Records for this task.
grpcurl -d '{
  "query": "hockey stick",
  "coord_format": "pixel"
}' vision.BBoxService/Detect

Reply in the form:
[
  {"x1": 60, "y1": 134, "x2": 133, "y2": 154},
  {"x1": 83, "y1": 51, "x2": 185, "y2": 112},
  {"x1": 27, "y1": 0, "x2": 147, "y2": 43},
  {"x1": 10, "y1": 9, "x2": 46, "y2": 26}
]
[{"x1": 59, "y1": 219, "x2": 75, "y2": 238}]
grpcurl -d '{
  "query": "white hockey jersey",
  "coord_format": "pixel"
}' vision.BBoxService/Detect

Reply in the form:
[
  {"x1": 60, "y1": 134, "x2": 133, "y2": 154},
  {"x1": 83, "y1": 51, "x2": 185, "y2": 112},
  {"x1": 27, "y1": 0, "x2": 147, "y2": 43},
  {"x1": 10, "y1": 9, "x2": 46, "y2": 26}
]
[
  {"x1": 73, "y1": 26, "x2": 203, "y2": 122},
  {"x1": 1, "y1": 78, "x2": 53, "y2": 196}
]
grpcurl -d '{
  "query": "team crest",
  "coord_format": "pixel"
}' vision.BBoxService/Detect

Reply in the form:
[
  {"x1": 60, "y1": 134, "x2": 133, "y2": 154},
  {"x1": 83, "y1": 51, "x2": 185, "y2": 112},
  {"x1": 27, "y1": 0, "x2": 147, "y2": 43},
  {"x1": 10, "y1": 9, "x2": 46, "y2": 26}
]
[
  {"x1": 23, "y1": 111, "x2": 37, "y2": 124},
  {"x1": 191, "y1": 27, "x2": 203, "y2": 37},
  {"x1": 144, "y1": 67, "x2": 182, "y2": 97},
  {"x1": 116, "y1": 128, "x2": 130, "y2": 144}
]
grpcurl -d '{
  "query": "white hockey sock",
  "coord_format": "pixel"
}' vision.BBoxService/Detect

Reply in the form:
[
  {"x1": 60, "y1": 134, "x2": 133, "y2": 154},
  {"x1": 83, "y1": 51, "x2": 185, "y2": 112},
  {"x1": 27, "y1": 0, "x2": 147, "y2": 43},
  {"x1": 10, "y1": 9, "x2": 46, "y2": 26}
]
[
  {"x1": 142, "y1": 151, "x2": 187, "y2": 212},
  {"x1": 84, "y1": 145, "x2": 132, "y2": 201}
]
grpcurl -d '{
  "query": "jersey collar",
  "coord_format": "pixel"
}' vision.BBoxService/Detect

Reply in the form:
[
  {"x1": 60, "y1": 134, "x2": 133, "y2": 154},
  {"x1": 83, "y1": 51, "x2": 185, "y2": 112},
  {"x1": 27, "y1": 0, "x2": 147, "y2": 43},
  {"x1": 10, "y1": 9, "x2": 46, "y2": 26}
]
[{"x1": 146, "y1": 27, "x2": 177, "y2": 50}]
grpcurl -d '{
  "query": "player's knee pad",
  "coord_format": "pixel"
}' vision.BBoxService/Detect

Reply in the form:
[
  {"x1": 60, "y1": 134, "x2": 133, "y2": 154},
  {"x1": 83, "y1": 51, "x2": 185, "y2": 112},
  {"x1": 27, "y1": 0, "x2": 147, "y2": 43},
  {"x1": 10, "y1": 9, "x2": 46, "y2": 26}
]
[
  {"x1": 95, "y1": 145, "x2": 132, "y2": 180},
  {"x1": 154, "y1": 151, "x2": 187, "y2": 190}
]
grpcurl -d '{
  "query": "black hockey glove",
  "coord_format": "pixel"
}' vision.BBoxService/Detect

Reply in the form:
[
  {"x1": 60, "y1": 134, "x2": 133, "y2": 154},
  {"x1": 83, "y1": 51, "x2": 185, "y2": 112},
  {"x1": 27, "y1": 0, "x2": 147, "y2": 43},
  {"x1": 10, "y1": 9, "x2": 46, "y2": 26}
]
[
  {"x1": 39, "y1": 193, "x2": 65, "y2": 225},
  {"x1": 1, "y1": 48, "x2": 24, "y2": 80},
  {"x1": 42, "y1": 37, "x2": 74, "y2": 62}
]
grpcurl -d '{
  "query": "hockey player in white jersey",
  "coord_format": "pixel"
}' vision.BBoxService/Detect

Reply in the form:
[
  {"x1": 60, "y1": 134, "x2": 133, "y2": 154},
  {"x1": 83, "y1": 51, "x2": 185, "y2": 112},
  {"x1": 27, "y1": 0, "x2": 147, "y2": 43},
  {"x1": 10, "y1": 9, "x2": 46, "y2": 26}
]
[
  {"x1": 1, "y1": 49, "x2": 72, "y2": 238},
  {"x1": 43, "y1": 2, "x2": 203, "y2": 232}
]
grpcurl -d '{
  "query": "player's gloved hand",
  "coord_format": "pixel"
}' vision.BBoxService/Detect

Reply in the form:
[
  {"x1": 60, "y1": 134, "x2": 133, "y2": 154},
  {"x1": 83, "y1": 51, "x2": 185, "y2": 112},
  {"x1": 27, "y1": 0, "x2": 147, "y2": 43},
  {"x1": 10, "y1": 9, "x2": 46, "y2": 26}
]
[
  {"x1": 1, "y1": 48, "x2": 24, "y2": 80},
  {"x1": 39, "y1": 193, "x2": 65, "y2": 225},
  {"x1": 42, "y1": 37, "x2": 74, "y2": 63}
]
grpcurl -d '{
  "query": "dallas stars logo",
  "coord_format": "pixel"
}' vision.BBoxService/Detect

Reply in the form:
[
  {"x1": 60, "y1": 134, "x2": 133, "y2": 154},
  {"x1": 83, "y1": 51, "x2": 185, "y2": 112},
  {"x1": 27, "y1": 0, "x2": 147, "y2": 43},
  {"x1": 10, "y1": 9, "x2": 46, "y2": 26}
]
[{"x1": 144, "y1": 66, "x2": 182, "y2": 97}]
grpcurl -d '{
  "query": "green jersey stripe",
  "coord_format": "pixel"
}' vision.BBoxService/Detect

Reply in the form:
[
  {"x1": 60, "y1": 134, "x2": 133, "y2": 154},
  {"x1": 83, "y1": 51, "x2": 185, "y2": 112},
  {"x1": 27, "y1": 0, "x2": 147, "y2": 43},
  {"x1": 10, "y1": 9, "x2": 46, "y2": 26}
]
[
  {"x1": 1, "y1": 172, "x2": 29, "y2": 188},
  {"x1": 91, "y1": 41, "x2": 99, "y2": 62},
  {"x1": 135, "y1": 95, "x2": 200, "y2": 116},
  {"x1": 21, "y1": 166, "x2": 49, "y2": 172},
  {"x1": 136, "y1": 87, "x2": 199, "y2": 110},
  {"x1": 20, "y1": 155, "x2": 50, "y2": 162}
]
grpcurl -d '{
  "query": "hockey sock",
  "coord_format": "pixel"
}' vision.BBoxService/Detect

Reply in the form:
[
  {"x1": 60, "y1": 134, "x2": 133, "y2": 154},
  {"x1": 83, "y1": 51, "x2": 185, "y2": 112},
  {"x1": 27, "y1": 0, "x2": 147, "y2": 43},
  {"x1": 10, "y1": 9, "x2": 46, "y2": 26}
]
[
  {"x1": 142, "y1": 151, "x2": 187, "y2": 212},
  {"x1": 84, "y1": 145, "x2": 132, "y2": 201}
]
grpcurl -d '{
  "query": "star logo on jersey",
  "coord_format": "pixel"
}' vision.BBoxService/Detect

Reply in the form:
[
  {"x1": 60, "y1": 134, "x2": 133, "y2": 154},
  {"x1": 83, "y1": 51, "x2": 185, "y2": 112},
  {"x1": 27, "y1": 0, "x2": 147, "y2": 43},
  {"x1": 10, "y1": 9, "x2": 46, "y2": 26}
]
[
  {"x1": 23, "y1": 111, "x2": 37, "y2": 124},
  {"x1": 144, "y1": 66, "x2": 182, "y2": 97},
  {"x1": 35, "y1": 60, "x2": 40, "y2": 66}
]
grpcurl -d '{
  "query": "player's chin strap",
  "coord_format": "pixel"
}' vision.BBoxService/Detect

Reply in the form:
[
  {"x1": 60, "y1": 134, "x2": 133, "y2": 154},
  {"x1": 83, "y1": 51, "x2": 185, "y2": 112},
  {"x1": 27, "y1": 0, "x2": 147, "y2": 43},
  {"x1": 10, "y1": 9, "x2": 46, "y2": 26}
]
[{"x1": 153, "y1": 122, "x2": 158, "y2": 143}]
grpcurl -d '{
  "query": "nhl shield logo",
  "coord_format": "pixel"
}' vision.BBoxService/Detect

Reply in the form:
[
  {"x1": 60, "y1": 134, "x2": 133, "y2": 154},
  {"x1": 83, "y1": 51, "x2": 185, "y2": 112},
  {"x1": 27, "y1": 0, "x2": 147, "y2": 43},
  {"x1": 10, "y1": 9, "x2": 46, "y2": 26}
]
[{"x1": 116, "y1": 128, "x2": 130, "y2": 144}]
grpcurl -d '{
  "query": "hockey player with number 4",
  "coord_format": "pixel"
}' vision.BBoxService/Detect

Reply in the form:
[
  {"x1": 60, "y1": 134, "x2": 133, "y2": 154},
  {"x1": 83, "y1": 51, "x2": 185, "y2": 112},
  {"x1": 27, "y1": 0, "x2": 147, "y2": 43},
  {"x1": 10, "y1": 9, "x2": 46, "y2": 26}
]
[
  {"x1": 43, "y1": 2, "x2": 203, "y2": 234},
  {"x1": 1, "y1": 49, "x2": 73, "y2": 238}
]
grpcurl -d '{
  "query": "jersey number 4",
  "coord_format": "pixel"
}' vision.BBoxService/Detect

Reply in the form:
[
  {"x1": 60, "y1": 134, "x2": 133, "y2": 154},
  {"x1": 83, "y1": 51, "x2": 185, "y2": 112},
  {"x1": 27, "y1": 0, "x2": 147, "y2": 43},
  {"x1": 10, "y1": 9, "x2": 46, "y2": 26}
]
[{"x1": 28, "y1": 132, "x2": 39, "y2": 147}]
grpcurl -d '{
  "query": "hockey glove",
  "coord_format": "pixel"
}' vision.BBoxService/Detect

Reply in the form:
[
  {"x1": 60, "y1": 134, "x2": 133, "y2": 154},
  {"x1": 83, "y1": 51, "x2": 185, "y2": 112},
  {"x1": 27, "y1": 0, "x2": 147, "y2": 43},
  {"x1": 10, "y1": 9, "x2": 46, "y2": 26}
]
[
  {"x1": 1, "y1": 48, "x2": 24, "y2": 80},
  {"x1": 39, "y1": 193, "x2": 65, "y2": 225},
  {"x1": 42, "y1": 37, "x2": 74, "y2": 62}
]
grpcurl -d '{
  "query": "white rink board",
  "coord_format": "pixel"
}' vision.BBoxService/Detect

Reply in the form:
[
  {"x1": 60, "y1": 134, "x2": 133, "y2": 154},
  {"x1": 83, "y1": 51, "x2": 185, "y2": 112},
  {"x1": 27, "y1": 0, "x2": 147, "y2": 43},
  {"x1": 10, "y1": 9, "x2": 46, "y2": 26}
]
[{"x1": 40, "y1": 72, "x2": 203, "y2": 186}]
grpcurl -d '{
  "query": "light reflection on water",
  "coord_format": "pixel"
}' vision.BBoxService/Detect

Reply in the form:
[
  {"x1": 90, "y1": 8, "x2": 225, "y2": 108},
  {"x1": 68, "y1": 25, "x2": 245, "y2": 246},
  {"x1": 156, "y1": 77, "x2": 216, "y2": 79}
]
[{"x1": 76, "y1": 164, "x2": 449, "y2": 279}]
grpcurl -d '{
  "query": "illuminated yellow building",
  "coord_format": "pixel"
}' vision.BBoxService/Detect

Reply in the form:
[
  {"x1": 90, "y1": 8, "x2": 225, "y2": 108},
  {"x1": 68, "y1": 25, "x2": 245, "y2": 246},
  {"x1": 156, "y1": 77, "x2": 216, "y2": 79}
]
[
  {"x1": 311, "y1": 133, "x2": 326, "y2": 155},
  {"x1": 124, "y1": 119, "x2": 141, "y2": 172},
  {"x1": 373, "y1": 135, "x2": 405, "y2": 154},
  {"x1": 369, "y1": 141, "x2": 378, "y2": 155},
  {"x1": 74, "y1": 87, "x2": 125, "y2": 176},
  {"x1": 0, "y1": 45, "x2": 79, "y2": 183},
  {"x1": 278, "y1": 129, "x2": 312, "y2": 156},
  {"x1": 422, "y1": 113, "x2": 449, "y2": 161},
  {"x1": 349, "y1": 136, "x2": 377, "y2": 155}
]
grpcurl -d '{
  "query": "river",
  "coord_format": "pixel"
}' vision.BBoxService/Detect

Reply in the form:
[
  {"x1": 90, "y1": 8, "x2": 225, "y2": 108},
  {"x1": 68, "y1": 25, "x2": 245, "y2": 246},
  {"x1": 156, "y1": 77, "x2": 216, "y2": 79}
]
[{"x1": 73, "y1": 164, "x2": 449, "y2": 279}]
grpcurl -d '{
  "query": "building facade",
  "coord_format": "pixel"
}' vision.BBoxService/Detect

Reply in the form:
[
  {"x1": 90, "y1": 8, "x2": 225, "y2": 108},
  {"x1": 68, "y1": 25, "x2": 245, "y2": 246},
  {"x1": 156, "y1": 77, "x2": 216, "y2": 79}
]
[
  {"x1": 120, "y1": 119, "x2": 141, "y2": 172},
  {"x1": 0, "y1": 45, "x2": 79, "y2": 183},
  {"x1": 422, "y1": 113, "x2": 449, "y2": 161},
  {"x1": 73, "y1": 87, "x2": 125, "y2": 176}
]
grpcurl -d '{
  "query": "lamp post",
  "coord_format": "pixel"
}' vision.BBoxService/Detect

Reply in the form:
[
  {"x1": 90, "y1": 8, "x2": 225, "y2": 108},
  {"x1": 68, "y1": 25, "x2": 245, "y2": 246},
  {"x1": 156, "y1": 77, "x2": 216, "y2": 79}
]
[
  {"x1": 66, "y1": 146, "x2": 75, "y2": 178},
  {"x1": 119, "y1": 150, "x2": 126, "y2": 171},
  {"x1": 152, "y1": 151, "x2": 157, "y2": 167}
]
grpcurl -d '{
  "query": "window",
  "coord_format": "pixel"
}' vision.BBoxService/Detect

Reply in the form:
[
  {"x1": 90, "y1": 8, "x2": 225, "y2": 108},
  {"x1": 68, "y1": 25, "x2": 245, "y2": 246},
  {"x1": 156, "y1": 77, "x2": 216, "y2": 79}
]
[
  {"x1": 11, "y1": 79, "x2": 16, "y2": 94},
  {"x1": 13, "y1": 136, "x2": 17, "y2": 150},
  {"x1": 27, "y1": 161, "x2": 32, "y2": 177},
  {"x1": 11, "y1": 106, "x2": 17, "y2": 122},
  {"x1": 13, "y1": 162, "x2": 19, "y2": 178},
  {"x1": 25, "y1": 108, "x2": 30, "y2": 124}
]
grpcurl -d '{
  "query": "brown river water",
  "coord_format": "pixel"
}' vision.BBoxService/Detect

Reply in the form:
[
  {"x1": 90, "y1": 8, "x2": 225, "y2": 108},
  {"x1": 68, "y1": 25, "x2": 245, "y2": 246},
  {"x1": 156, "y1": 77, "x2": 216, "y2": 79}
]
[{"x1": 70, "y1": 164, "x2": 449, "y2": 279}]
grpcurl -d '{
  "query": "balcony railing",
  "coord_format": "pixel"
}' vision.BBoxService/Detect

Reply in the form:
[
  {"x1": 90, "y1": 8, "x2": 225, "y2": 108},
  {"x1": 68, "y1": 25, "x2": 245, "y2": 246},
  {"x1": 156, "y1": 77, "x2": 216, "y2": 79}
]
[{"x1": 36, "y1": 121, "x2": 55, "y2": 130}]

Stated task. Locate every line in the listing that contains the word "player", and copy each such line.

Task solution.
  "query": "player's knee pad",
  "query": "hockey player in white jersey",
  "query": "player's gloved hand",
  "query": "player's chin strap",
  "query": "hockey player with number 4",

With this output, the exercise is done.